[Data excerpts]
>>

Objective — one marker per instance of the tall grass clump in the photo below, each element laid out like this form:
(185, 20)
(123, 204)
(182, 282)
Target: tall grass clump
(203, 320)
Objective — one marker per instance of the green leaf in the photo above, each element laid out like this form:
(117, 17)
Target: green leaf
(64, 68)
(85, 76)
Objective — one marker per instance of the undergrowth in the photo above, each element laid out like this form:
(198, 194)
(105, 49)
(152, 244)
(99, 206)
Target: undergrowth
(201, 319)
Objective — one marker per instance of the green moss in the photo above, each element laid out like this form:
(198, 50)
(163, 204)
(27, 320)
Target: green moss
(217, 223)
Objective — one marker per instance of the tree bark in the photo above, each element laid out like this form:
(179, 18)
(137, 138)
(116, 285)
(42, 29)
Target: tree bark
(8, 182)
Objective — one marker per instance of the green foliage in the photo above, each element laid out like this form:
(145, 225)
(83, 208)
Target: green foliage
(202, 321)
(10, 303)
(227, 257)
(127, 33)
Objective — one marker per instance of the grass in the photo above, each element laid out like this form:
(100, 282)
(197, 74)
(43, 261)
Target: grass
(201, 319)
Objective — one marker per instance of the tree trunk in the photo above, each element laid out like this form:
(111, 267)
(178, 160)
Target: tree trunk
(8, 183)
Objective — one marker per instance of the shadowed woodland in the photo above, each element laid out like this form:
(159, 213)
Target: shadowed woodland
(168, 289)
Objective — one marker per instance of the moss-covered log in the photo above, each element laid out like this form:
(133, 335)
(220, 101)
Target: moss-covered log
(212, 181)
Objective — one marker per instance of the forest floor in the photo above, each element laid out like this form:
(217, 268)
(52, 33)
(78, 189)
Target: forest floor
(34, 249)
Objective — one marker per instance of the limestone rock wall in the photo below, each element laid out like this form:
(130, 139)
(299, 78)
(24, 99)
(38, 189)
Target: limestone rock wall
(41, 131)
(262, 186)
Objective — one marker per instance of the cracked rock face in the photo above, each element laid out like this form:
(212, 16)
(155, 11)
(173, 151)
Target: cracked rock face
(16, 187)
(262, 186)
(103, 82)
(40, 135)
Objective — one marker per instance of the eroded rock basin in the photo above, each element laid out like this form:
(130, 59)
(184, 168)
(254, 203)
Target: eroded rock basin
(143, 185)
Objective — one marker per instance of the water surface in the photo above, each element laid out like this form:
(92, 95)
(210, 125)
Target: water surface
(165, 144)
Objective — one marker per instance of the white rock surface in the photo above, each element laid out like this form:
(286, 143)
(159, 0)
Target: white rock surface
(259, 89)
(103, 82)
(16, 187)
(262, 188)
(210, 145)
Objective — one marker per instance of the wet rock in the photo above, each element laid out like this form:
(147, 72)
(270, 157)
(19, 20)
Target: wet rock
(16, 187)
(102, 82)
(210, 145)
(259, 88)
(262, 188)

<<

__Problem statement__:
Each of the records above is to be copied exactly.

__Solution to the exercise__:
Objective — one marker per instance of the tall grass clump in the photo below, each element laid out like this form:
(185, 20)
(123, 204)
(182, 282)
Target: tall grass clump
(203, 320)
Objective — one marker per instance of the green leaf in the photo above, each element laid out like this form:
(117, 17)
Target: green leaf
(64, 68)
(85, 76)
Objective — one marker per instance of the undergrowth in the photo above, each element laid out like this form:
(198, 194)
(105, 49)
(152, 244)
(99, 206)
Target: undergrowth
(201, 319)
Objective — one marker per instance of the green moss in the photo above, each element laid out like this form:
(198, 50)
(163, 204)
(27, 320)
Target: green moss
(217, 223)
Objective — one marker per instance of the tree bark in the photo above, each element laid out like this form:
(179, 18)
(137, 138)
(116, 285)
(42, 29)
Target: tree bark
(8, 182)
Objective — one marker per instance of the green foliage in the photo above, each element laid out like this form:
(145, 225)
(83, 208)
Target: green foliage
(202, 321)
(10, 303)
(227, 257)
(127, 33)
Objective — one marker per instance of the grass in the photo above, each element laid out like this form:
(100, 282)
(197, 74)
(43, 261)
Target: grass
(201, 319)
Objective — one marker per instance of the tree trunk in the photo above, each element laid out like this form:
(111, 267)
(178, 160)
Target: tree trunk
(8, 183)
Objective — one marker per instance of the shadowed woodland in the photo above, each element laid out like this form:
(159, 213)
Target: shadowed woodland
(168, 289)
Objective — one marker per instance of the moss-covered log in the photo above, each element laid out like this form:
(133, 335)
(220, 101)
Target: moss-covered log
(212, 181)
Objective — one marker per instance of the forest floor in the photo above, each element laid out like this form:
(217, 268)
(52, 33)
(78, 189)
Target: forest floor
(34, 249)
Objective — one marker per instance of the limestone rock wall in the photo below, each element laid out like this form:
(130, 139)
(299, 78)
(24, 99)
(38, 189)
Target: limestone rock wall
(41, 131)
(262, 186)
Objective — one marker per instance of the cracked rock face in the photo above, each element laid out like this form:
(212, 16)
(155, 11)
(173, 151)
Target: cracked rock face
(16, 187)
(262, 186)
(103, 82)
(40, 135)
Objective — one marker per instance of the eroded rock basin in the photo above, each element laid out like this form:
(130, 59)
(184, 168)
(254, 203)
Target: eroded rock basin
(143, 185)
Objective — one marker per instance of the water surface in the photo above, each element laid out like this form:
(92, 95)
(210, 125)
Target: water surface
(165, 144)
Objective — one marker per instance of the white rock surface in the photo above, each element laid out like this form:
(286, 143)
(159, 0)
Target: white rock surface
(259, 89)
(103, 82)
(16, 187)
(262, 188)
(210, 145)
Objective — one marker per instance of the wet rock in the photo above, each element laid out like this form:
(147, 72)
(270, 157)
(19, 20)
Target: wet rock
(16, 187)
(102, 82)
(210, 145)
(259, 88)
(262, 188)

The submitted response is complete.